=== To do ===
All lines from the one that mentions "out like [848,234]." through the last of the entries below must be copied exactly, with both ends kept.

***** Provided entries *****

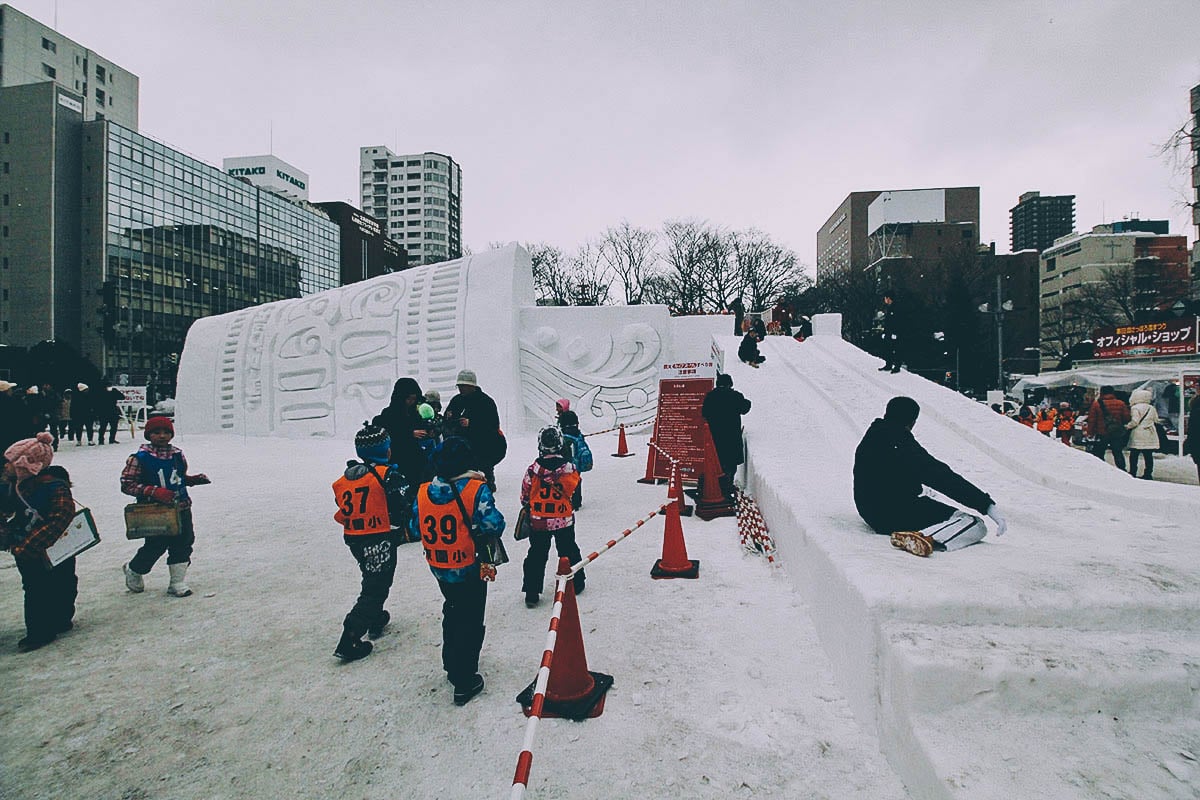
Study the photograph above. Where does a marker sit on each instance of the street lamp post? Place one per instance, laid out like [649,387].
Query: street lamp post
[997,312]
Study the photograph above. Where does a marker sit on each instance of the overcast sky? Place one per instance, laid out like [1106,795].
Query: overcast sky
[570,116]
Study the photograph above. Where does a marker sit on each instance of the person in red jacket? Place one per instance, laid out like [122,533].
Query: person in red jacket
[1105,423]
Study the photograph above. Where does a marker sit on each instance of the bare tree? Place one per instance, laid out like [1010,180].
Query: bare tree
[630,254]
[762,269]
[551,275]
[589,275]
[696,264]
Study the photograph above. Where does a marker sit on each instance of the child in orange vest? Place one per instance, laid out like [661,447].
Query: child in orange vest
[363,494]
[546,489]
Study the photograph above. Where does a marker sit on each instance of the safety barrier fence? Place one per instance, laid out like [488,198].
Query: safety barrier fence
[525,761]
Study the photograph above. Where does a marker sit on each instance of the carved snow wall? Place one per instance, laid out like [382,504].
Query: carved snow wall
[318,366]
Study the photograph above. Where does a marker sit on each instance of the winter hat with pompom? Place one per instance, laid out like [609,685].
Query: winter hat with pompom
[159,423]
[30,456]
[372,444]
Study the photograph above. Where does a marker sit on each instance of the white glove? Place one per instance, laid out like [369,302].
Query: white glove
[996,517]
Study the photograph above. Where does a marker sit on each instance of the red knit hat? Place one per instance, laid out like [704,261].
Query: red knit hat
[30,456]
[159,423]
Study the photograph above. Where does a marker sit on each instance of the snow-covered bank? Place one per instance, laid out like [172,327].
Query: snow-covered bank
[1080,624]
[721,690]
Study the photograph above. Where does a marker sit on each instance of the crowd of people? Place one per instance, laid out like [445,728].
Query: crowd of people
[73,414]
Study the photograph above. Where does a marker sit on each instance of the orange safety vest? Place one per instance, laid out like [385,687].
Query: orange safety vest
[445,535]
[552,499]
[361,504]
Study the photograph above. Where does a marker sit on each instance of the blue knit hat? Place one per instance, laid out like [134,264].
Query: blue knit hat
[372,444]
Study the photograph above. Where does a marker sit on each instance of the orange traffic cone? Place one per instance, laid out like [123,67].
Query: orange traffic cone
[649,465]
[711,501]
[675,492]
[571,692]
[622,445]
[675,561]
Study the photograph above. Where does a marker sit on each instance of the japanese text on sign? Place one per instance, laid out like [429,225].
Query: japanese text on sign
[1174,337]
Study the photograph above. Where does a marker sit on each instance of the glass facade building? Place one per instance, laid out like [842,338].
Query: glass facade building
[169,239]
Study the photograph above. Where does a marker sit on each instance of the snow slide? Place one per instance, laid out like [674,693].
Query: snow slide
[1061,660]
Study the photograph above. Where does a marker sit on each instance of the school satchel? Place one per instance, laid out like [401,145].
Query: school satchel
[144,519]
[79,536]
[523,528]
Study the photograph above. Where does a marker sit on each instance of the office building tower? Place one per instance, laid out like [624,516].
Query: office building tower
[115,244]
[419,197]
[34,53]
[1038,221]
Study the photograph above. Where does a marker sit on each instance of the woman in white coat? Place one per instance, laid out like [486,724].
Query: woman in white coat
[1143,433]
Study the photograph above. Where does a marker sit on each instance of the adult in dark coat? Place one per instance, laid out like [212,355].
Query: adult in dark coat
[1192,443]
[473,415]
[893,335]
[402,422]
[891,468]
[723,410]
[739,314]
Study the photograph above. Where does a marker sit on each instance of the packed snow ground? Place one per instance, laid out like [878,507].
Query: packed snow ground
[1059,661]
[721,686]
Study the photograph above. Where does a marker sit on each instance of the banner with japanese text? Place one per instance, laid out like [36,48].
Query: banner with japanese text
[1174,337]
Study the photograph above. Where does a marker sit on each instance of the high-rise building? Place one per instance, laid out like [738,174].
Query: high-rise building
[115,242]
[34,53]
[1038,221]
[419,197]
[1134,260]
[889,229]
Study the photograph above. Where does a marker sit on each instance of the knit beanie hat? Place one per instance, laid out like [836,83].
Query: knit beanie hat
[453,458]
[30,456]
[372,444]
[550,440]
[159,423]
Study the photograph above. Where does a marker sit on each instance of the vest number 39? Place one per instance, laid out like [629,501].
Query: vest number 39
[449,525]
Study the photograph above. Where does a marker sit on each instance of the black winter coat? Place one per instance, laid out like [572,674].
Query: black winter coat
[400,420]
[891,468]
[483,433]
[723,410]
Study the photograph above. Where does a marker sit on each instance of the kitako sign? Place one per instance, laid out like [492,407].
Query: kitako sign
[1174,337]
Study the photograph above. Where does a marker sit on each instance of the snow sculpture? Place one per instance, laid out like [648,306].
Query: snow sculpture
[318,366]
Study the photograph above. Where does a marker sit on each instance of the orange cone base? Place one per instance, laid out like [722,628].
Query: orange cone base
[707,511]
[583,708]
[660,572]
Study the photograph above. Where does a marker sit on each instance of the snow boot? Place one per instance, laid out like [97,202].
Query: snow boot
[376,630]
[178,572]
[463,695]
[133,582]
[912,541]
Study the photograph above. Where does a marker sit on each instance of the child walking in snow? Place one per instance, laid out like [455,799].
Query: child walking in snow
[575,446]
[157,473]
[546,491]
[36,509]
[370,495]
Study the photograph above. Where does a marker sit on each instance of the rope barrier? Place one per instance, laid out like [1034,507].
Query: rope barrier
[525,761]
[628,425]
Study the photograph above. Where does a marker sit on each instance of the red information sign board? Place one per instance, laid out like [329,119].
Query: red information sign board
[679,428]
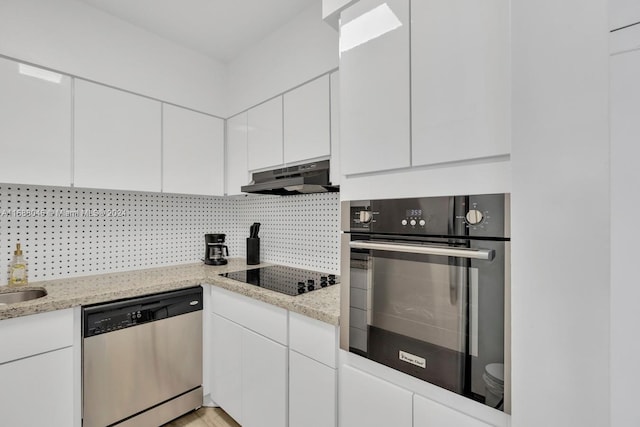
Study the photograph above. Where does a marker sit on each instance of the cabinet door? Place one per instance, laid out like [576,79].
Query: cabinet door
[192,152]
[460,80]
[35,135]
[226,366]
[264,381]
[265,135]
[335,128]
[307,133]
[38,390]
[374,86]
[369,401]
[312,393]
[237,169]
[116,139]
[623,13]
[427,413]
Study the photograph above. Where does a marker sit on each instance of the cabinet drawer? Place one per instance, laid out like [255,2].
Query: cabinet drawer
[313,338]
[38,333]
[258,316]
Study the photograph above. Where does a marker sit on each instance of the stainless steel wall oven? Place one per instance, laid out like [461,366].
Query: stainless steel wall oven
[424,285]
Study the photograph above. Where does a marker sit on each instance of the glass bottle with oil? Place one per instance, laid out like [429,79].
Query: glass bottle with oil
[18,268]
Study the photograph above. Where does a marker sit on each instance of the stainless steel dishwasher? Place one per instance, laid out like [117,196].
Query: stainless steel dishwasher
[142,359]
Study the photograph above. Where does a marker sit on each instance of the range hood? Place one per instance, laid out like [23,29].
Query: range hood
[301,179]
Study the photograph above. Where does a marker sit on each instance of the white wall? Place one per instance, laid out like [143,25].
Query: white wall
[77,39]
[300,50]
[560,214]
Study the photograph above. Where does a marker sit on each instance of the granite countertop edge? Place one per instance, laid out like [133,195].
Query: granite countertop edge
[322,304]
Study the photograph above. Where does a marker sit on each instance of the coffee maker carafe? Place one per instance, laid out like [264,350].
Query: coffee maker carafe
[215,249]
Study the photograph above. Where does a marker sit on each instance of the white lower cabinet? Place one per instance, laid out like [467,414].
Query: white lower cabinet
[312,392]
[427,413]
[249,369]
[37,373]
[248,375]
[366,400]
[264,381]
[226,366]
[38,390]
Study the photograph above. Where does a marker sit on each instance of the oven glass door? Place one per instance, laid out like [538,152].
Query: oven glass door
[422,308]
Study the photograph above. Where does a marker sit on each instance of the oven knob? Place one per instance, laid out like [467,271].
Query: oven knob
[474,217]
[365,217]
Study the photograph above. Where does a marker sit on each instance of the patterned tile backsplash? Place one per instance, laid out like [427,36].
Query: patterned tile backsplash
[68,232]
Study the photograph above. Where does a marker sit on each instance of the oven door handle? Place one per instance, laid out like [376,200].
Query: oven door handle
[484,254]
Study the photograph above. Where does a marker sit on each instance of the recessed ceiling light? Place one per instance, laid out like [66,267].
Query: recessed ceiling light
[39,73]
[367,27]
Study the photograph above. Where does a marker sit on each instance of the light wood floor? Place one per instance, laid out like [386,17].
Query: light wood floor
[204,417]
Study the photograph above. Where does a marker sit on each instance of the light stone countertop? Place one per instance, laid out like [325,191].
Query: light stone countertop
[322,304]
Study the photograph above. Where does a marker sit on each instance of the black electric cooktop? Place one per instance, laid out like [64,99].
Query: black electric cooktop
[283,279]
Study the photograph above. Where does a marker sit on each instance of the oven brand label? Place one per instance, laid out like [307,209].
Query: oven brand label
[412,358]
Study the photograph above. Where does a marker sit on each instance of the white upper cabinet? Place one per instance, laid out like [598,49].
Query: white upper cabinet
[460,80]
[307,129]
[192,152]
[335,128]
[35,134]
[623,13]
[117,142]
[265,135]
[374,86]
[237,169]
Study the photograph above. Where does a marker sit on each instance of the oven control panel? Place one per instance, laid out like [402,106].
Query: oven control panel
[479,215]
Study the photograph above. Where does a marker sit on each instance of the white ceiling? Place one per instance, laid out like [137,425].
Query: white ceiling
[220,29]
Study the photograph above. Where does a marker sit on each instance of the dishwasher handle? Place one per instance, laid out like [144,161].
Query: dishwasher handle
[482,254]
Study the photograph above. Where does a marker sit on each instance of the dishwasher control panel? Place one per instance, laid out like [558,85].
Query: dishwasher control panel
[111,317]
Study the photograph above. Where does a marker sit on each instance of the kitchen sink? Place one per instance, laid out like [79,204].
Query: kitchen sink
[21,295]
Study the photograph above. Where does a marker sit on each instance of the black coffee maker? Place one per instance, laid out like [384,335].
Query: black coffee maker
[215,249]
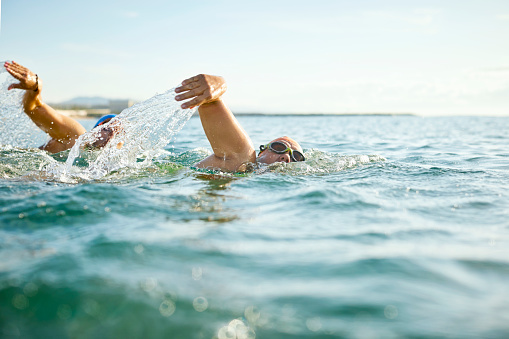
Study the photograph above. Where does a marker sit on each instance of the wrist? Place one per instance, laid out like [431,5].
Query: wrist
[36,83]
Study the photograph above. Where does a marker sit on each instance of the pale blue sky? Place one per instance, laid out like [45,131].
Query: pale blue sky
[425,57]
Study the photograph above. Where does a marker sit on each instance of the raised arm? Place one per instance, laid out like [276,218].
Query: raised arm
[231,145]
[63,130]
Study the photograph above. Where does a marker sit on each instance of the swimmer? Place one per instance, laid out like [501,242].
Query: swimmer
[232,147]
[63,130]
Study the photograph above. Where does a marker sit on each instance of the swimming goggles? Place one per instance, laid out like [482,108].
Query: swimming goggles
[280,147]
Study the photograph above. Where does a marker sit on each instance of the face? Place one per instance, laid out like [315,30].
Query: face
[104,135]
[269,157]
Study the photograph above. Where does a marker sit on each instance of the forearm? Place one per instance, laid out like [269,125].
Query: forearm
[227,138]
[58,126]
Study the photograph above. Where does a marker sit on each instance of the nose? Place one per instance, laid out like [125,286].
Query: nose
[284,158]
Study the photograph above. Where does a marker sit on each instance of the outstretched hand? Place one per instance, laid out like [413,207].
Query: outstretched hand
[27,79]
[201,89]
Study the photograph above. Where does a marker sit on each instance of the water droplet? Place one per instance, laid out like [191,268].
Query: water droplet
[20,302]
[149,284]
[200,304]
[314,324]
[252,314]
[226,333]
[139,248]
[391,312]
[64,312]
[30,289]
[91,307]
[197,273]
[167,308]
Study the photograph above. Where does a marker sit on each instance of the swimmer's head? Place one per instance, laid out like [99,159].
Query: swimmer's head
[103,134]
[283,149]
[104,119]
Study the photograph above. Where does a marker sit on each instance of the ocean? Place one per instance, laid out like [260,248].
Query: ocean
[394,227]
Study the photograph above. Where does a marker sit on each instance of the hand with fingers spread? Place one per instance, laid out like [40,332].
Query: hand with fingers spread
[27,79]
[201,89]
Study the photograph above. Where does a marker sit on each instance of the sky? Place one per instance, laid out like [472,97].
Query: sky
[324,56]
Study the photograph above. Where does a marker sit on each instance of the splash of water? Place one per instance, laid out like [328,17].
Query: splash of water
[16,128]
[141,131]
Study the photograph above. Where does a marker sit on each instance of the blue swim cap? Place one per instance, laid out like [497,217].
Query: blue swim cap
[104,117]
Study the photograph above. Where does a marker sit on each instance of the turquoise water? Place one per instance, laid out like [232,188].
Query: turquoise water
[396,227]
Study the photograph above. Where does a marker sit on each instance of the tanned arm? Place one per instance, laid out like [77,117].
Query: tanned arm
[63,130]
[230,143]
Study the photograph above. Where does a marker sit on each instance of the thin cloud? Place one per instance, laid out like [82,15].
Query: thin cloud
[130,14]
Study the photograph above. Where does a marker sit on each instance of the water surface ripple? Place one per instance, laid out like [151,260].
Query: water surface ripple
[396,227]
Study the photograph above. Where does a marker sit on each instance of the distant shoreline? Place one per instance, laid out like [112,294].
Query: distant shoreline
[83,115]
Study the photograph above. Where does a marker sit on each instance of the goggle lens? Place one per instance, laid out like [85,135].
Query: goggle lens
[280,148]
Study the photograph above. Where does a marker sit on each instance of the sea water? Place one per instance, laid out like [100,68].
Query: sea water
[395,227]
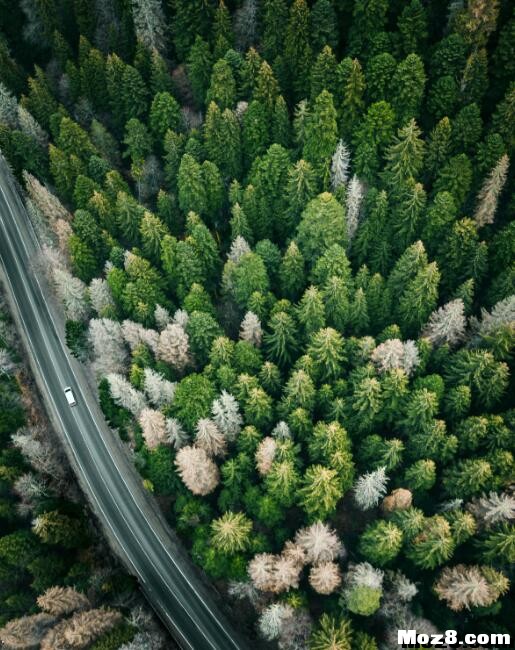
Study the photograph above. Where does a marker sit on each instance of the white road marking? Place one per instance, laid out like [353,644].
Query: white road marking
[56,409]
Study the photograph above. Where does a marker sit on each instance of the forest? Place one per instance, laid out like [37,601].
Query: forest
[282,233]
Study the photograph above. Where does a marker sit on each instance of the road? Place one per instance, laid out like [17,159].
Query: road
[134,528]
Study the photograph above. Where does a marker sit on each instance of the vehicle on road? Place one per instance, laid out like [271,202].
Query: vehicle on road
[70,396]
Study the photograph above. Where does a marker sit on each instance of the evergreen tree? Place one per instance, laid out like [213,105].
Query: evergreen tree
[381,542]
[320,491]
[222,87]
[323,73]
[322,225]
[297,48]
[404,157]
[321,136]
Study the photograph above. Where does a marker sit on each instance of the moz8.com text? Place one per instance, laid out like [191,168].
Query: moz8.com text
[450,639]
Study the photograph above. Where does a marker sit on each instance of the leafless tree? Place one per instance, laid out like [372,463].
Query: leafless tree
[198,472]
[154,427]
[125,395]
[59,601]
[110,354]
[26,632]
[325,577]
[319,542]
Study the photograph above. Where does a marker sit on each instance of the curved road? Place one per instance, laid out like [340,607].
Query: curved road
[134,528]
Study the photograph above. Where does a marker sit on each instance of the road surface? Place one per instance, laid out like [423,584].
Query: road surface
[134,528]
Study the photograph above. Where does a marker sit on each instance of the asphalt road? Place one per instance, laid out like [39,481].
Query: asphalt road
[149,550]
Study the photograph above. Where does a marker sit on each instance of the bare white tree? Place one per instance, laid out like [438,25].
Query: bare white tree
[446,324]
[355,193]
[272,620]
[364,575]
[181,317]
[162,317]
[198,472]
[7,365]
[226,414]
[493,508]
[463,587]
[30,487]
[135,334]
[325,577]
[393,353]
[319,542]
[281,431]
[100,297]
[239,248]
[370,488]
[49,204]
[62,600]
[340,165]
[241,589]
[286,573]
[109,350]
[63,231]
[81,629]
[209,437]
[173,346]
[503,313]
[245,24]
[265,454]
[489,195]
[153,425]
[149,23]
[261,571]
[251,330]
[41,453]
[72,292]
[25,632]
[296,631]
[159,390]
[125,395]
[175,433]
[8,108]
[31,127]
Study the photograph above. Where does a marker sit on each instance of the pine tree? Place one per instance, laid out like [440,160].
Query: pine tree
[409,82]
[266,88]
[433,545]
[164,114]
[320,492]
[291,272]
[326,350]
[325,578]
[499,545]
[275,17]
[321,136]
[489,194]
[222,88]
[323,74]
[353,92]
[310,311]
[192,191]
[405,156]
[297,49]
[198,472]
[370,488]
[381,542]
[331,634]
[322,225]
[255,132]
[62,600]
[463,587]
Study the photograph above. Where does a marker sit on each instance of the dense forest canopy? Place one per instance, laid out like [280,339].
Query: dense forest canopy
[282,233]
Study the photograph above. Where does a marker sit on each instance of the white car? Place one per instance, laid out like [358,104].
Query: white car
[70,396]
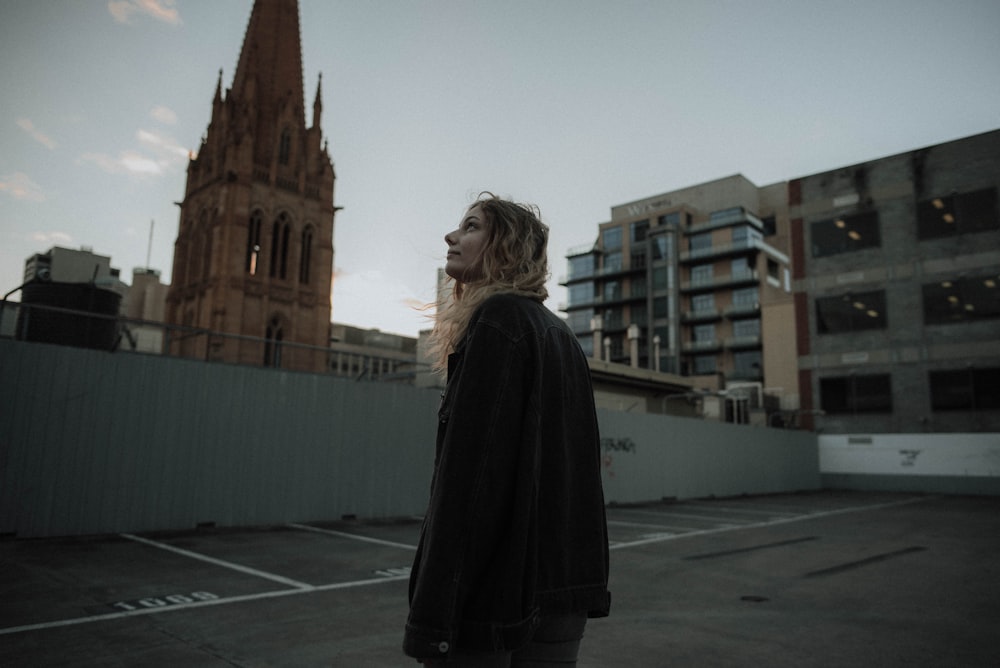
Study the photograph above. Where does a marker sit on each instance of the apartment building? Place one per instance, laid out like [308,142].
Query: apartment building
[692,282]
[897,288]
[865,299]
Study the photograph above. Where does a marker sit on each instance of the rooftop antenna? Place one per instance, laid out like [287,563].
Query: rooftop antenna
[149,246]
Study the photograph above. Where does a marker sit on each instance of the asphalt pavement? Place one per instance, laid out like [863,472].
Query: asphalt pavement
[811,579]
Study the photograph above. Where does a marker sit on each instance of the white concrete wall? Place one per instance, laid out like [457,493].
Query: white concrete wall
[954,463]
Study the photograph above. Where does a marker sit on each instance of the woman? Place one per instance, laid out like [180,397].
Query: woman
[513,554]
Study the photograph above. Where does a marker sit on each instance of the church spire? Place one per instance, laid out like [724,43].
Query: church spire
[268,76]
[318,102]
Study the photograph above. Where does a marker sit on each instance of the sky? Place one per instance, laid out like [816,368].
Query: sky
[573,105]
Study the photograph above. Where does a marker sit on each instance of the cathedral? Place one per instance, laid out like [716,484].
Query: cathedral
[253,259]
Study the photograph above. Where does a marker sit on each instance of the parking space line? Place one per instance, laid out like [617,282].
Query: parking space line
[689,516]
[768,523]
[354,536]
[199,604]
[746,511]
[649,526]
[219,562]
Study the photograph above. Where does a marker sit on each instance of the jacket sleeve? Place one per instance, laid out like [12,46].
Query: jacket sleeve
[475,518]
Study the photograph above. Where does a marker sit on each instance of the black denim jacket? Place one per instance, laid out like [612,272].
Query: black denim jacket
[515,527]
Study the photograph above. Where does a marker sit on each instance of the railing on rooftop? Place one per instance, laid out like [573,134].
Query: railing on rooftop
[115,333]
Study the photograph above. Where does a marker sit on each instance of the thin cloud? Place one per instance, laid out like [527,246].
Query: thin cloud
[126,162]
[158,155]
[161,10]
[164,115]
[36,134]
[166,148]
[52,238]
[20,186]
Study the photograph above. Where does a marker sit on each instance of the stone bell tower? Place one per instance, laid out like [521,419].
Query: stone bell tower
[253,260]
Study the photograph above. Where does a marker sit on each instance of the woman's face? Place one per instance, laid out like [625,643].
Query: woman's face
[466,246]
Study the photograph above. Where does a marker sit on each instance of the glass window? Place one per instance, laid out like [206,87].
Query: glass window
[725,214]
[700,241]
[660,278]
[741,268]
[638,230]
[638,259]
[851,312]
[845,234]
[770,226]
[962,300]
[958,214]
[701,274]
[612,238]
[745,297]
[581,293]
[773,270]
[613,261]
[669,219]
[746,328]
[856,394]
[965,389]
[704,364]
[663,246]
[581,266]
[579,321]
[612,291]
[703,333]
[703,302]
[742,234]
[748,364]
[613,318]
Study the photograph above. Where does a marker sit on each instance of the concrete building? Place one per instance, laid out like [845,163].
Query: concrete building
[144,308]
[253,258]
[691,282]
[371,354]
[864,300]
[69,265]
[897,290]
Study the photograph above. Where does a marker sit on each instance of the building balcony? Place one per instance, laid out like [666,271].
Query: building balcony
[728,219]
[743,342]
[722,250]
[702,315]
[742,310]
[707,346]
[750,276]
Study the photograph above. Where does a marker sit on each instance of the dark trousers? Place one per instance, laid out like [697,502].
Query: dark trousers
[555,644]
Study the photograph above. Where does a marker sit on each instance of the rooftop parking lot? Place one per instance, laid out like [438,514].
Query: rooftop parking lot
[817,579]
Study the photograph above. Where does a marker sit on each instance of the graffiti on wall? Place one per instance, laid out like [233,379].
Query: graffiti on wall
[612,446]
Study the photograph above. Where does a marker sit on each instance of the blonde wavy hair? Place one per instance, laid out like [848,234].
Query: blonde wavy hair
[514,261]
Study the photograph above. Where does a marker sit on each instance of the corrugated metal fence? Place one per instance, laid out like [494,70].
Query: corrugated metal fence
[97,442]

*****

=== Response to this task ===
Study the photograph above. Where does a marker sit on each instance of the blonde wavy hair? Place one per instance, laid out like [848,234].
Query: blonde wavy hair
[514,261]
Study the photograph above. Where does a marker sit on each instance of the corrugated metal fence? Place one per instance, laid out like [494,70].
Query: corrugated metal fence
[97,442]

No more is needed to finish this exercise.